• _Solicitação de trabalho 1_:
Responda com base no trecho sobre o Caso Serrambi:
(a) Qual era a única rede social existente na época?
(b) Quem encontrou os corpos, segundo o delegado Paulo Jeann?
(c) O que a polícia encontrou durante a revista na casa de José Vieira?
• _Solicitação de trabalho 2_: Dê a continuação do trecho sobre o Caso Serrambi a partir da última frase apresentada.

O delegado José Silvestre reforça que todas as teses e informações repassadas foram investigadas antes de a polícia apontar os irmãos kombeiros como culpados pelas mortes de Maria Eduarda Dourado e Tarsila Gusmão. Inclusive a hipótese de que elas teriam sido mortas durante uma suposta festa na casa de veraneio do amigo onde elas passavam o fim de semana.
O boato circulou rapidamente na internet. Principalmente pelo Orkut, única rede social que existia na época e que fazia muito sucesso - principalmente entre os jovens.
“O fato de ter pessoas de classe média alta envolvidas levou a opinião pública a esperar uma teoria da conspiração para que a pessoa mais abastada, entre aspas, fosse a culpada. E que ela estaria querendo empurrar, culpar, algum outro. Todos foram investigados da mesma forma. Todos os garotos que estavam na casa. Nada foi provado”, diz o delegado.
“O grande problema que nós tivemos é que as pessoas querem uma resposta de acordo com a vontade delas, não com a verdade dos fatos, não com a realidade do que aconteceu. Elas querem aquilo que acham bonito, que esperam. Pouca gente está disposta a ajudar verdadeiramente”, completa.
“Esse é um caso emblemático porque retrata bem o que era, na época, fake news. Todas as pessoas que estavam envolvidas no caso, e foram citadas, foram investigadas. Inclusive o pai de uma delas (José Vieira, pai de Tarsila) que encontrou os corpos e foi investigado com arma de fogo, encontrada na casa dele. O pai foi talvez um dos mais sofridos, porque, além de perder a filha dele, teve a vida revirada”, comenta o delegado Paulo Jeann, último a investigar o Caso Serrambi.
Durante uma revista na casa de José Vieira, armas de fogo e munições foram encontradas pela polícia, gerando boatos de que ele pudesse ter relação com as mortes das adolescentes.

• _Linhas fornecidas_:

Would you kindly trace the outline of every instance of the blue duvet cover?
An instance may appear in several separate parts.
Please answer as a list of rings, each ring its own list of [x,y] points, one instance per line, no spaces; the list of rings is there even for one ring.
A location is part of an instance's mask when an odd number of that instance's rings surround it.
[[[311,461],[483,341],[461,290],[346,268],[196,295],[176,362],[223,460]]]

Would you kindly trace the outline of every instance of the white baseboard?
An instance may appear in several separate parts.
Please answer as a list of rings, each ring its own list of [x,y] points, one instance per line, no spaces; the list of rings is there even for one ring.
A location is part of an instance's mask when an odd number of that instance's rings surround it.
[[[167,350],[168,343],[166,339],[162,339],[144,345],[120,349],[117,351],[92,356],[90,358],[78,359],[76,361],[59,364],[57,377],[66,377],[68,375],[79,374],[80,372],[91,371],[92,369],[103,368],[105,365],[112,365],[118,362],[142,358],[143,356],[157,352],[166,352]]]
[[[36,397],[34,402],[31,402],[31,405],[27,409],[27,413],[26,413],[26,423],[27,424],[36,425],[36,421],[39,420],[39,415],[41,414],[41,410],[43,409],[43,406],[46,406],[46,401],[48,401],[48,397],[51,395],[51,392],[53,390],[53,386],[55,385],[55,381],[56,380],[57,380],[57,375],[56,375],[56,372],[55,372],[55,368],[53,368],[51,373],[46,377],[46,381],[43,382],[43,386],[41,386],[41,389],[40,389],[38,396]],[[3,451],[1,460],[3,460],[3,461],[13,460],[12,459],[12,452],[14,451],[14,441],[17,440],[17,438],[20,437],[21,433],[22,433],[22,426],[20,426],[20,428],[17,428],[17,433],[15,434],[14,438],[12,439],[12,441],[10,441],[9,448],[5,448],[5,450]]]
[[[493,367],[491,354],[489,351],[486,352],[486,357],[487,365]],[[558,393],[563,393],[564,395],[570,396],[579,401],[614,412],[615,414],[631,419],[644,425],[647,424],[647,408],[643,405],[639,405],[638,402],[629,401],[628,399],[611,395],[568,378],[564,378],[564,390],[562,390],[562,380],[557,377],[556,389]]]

• _Caixa de resposta 1_:
(a) O Orkut.
(b) José Vieira, pai de Tarsila.
(c) Armas de fogo e munições.

• _Caixa de resposta 2_:
Surgiram questionamentos até se ele realmente seria pai de Tarsila após um exame de DNA, analisado por um laboratório em São Paulo, apontar que ele e Alza Gusmão não eram os pais biológicos da adolescente.
Após uma nova exumação do corpo, outro exame de DNA foi feito e encaminhado para análise em um laboratório do Rio de Janeiro, que comprovou a paternidade de José Vieira e Alza, encerrando, ao menos, um dos boatos que envolviam o Caso Serrambi.
VEJA O WEBDOCUMENTÁRIO: CASO SERRAMBI 20 ANOS
THIAGO BRENNAND VIEIRA FOI INVESTIGADO NO CASO SERRAMBI? ELE ESTAVA NA CASA COM AS MENINAS?
No segundo semestre de 2022, o nome do empresário pernambucano Thiago Brennand Vieira ganhou destaque nacional após imagens de agressões contra uma mulher numa academia de São Paulo serem exibidas no programa Fantástico, da TV Globo. A cada dia, novas denúncias de violência contra mulheres surgiram e passaram a ser acompanhadas por veículos de imprensa de todo o País.
Na internet, Thiago Brennand Vieira também foi associado ao Caso Serrambi. De fato, ele chegou a ser investigado pela polícia, na época, porque o nome dele foi citado como uma possível pessoa que estaria na casa de veraneio com as adolescentes Maria Eduarda Dourado e Tarsila Gusmão.
Mas, conforme explicam os delegados, ele nunca esteve naquela casa. Na data do desaparecimento, inclusive, estaria viajando. Portanto, não tem qualquer relação com o Caso Serrambi.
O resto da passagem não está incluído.